Transcribe the data exactly, stopping after the "Target: tropical vegetation" line.
[[ SUPPLIED DATA, beginning ]]
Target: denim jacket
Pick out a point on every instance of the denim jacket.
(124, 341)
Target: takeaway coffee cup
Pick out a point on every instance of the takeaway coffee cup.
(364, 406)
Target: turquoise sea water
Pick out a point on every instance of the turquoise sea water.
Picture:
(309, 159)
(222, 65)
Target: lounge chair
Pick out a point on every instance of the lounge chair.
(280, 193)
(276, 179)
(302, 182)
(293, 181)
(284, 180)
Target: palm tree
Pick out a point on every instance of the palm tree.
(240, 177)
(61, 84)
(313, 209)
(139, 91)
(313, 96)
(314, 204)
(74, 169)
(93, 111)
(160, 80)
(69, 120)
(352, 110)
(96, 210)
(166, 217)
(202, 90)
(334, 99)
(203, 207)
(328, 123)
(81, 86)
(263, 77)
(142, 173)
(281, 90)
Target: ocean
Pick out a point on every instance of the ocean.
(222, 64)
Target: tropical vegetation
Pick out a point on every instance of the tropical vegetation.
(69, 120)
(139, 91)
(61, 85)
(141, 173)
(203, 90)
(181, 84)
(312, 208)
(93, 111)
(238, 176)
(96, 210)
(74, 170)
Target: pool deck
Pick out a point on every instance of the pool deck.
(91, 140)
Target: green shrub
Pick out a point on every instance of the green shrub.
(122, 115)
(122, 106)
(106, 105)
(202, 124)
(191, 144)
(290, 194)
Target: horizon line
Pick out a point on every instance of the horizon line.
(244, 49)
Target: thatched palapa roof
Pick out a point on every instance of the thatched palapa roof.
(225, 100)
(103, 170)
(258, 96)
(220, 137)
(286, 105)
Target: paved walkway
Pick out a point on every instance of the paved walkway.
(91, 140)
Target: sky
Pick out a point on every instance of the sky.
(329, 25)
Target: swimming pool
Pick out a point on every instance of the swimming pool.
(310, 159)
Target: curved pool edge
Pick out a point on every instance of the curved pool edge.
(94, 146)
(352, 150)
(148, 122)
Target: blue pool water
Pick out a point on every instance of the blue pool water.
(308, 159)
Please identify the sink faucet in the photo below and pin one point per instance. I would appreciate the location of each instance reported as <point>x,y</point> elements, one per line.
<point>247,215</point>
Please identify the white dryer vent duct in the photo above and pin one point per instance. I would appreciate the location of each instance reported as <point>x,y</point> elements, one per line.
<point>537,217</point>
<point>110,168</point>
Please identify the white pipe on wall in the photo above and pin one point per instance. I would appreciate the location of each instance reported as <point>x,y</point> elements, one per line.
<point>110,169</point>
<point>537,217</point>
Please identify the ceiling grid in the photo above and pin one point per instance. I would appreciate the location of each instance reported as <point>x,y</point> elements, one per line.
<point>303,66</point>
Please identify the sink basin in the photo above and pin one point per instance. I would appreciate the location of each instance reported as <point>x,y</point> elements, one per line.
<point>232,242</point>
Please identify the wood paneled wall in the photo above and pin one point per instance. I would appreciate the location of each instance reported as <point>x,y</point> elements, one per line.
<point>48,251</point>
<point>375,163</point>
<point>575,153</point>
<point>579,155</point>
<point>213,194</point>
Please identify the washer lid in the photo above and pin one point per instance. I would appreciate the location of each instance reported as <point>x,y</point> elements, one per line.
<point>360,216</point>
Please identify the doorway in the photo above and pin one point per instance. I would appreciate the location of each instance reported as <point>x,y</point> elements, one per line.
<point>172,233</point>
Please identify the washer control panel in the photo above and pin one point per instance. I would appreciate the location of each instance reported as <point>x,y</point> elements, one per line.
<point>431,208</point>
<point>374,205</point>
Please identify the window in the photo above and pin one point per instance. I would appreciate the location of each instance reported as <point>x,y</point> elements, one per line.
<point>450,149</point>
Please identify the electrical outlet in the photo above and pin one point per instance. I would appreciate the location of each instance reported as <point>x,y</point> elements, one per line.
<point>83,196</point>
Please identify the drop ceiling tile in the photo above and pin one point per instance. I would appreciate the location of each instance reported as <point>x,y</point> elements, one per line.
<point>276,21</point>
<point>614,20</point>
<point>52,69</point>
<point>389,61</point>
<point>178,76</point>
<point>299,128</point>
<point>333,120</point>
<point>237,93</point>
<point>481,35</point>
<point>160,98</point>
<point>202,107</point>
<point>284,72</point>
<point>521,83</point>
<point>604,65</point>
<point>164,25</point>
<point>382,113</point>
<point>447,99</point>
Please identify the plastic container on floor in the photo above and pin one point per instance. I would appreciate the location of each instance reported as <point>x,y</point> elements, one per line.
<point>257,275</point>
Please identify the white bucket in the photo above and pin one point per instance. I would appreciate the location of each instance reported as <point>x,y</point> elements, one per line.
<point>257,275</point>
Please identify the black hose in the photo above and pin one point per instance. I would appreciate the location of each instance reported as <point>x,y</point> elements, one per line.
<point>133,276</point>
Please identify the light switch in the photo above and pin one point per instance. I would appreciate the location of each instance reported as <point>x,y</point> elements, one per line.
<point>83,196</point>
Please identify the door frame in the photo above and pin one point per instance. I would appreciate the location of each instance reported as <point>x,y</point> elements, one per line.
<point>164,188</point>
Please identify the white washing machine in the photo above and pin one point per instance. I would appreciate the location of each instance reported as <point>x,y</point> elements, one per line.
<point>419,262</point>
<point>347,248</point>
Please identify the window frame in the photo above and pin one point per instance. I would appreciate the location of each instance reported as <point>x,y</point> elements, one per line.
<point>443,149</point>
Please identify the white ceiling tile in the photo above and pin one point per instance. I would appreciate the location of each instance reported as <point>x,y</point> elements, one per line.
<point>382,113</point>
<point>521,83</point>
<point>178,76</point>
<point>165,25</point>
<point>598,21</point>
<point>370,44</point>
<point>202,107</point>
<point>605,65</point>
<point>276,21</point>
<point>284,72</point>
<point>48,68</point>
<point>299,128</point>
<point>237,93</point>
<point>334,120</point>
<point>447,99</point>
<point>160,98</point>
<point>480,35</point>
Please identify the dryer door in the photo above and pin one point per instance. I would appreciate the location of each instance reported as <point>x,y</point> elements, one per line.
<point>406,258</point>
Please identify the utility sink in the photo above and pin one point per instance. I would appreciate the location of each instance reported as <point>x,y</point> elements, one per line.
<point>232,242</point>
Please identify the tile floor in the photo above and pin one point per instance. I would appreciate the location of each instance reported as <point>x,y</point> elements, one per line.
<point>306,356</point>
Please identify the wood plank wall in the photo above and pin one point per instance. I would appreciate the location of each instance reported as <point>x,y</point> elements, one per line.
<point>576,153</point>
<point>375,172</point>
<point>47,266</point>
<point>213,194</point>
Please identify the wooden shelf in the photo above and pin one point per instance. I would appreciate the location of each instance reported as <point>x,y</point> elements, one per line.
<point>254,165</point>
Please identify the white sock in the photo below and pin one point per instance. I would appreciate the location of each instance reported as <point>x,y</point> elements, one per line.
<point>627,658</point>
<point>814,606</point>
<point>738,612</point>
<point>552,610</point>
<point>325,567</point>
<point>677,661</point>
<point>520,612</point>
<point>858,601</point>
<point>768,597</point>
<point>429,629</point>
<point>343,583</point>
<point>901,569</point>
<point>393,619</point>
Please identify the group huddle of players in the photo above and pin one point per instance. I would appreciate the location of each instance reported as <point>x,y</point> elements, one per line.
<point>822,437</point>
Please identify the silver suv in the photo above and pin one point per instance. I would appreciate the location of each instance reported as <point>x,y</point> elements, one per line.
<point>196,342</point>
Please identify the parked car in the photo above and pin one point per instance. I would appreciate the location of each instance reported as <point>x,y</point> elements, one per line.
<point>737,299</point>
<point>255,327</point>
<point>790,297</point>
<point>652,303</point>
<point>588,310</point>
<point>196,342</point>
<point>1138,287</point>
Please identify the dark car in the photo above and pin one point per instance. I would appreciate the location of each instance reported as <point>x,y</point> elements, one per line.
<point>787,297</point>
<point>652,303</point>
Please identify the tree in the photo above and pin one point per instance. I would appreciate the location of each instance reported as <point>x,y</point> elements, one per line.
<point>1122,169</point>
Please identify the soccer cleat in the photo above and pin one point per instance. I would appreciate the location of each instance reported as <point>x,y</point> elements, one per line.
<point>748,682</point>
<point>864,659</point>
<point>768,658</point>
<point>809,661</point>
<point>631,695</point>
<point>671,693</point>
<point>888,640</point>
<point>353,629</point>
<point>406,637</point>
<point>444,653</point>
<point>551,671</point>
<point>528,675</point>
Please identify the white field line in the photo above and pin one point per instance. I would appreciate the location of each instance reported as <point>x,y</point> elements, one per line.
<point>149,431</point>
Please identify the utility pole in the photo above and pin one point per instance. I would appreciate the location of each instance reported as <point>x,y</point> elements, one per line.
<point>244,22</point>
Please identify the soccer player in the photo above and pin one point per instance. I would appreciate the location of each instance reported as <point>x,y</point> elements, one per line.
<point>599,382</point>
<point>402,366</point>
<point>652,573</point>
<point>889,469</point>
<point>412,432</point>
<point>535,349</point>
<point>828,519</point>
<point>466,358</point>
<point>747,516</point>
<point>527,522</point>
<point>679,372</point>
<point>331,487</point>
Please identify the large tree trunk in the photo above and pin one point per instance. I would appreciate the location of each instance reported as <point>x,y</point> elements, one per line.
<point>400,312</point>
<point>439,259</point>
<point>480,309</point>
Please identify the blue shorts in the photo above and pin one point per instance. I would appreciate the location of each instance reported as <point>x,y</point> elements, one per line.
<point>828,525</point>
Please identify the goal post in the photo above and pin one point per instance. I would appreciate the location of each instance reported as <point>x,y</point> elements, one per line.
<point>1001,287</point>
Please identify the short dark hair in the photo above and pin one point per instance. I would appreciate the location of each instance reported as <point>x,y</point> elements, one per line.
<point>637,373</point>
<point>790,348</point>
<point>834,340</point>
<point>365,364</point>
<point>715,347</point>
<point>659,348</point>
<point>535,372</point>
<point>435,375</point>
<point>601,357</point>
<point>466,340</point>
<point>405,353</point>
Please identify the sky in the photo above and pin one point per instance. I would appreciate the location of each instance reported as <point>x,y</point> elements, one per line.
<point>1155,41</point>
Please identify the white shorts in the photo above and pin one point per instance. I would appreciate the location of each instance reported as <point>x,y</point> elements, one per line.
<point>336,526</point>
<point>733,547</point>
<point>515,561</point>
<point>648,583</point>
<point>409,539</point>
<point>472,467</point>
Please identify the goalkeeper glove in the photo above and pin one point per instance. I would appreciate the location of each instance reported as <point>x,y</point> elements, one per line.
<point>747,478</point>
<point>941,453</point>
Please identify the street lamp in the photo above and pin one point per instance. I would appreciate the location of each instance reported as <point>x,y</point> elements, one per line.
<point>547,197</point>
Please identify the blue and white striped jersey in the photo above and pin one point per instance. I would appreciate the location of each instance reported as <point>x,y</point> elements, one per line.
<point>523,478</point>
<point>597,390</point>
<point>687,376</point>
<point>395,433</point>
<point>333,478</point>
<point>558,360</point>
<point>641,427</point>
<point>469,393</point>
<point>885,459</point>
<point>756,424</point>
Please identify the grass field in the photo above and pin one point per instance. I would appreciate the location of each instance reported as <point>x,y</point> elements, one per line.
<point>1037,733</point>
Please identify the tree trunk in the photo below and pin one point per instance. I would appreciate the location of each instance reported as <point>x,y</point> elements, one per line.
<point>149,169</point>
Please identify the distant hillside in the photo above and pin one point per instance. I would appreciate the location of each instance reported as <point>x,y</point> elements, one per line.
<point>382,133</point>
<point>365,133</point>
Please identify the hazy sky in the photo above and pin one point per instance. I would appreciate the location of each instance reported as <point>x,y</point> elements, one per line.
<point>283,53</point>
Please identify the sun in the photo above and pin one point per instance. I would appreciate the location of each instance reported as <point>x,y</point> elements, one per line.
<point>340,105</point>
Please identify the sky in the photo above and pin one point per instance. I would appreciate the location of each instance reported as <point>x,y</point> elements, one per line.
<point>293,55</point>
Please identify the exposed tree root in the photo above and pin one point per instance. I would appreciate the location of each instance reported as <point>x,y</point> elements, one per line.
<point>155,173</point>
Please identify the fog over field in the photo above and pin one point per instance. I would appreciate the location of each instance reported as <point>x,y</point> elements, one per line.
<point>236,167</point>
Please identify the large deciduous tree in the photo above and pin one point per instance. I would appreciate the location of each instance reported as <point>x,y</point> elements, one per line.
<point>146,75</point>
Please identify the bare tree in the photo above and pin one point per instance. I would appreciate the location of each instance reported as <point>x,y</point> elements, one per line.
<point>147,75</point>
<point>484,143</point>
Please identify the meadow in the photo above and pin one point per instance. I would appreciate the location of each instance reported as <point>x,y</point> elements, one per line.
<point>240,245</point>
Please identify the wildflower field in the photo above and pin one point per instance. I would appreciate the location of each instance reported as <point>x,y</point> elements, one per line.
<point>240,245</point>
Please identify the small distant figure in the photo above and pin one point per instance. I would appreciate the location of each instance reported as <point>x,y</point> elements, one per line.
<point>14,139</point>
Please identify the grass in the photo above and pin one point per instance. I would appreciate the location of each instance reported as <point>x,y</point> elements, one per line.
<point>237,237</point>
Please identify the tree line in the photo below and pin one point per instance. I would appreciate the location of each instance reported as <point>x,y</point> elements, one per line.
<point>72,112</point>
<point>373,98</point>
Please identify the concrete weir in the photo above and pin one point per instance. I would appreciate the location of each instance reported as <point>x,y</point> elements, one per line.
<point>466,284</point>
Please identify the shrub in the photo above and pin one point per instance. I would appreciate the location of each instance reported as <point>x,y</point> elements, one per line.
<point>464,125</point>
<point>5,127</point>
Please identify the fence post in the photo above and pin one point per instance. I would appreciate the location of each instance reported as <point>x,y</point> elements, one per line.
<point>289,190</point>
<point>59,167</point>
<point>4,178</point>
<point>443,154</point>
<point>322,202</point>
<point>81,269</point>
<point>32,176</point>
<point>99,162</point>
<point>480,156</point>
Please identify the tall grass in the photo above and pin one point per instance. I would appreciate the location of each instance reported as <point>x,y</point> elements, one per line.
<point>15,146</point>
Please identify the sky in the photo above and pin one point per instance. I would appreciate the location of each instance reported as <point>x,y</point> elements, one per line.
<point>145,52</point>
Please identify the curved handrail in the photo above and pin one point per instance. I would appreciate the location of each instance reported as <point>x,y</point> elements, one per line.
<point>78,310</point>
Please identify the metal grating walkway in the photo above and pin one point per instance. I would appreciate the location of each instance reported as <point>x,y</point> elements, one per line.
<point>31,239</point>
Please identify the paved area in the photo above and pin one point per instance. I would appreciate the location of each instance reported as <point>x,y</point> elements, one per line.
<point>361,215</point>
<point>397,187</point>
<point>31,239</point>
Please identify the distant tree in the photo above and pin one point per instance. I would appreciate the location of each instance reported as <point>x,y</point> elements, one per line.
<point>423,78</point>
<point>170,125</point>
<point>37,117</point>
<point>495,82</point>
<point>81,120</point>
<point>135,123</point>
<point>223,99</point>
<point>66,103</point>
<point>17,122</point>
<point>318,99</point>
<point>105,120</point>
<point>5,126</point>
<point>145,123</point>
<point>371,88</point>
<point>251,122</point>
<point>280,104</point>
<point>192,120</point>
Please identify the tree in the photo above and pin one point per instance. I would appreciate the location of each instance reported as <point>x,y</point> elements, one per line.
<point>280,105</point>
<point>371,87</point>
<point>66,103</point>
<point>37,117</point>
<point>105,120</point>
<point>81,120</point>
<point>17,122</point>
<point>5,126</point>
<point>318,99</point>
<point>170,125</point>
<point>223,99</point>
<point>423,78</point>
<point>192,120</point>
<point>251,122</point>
[[ SUPPLIED DATA, end ]]
TASK RESULT ->
Target: denim jacket
Pick out a point on every instance of the denim jacket.
(124, 341)
Target: takeaway coffee cup
Pick out a point on every instance of the takeaway coffee cup.
(364, 406)
Target: turquoise sea water
Pick out a point on every instance of the turquoise sea water.
Picture:
(309, 159)
(222, 65)
Target: lounge chair
Pick out a point on every instance of the lounge chair.
(280, 193)
(276, 179)
(302, 182)
(293, 181)
(284, 180)
Target: palm tree
Pick out a point on every instance of the palm tree.
(240, 177)
(61, 84)
(313, 209)
(139, 91)
(313, 96)
(314, 204)
(74, 169)
(93, 111)
(160, 80)
(69, 120)
(352, 110)
(96, 210)
(166, 217)
(202, 90)
(334, 99)
(203, 207)
(328, 123)
(81, 86)
(263, 77)
(142, 173)
(281, 90)
Target: ocean
Pick out a point on every instance of the ocean.
(222, 64)
Target: tropical vegetation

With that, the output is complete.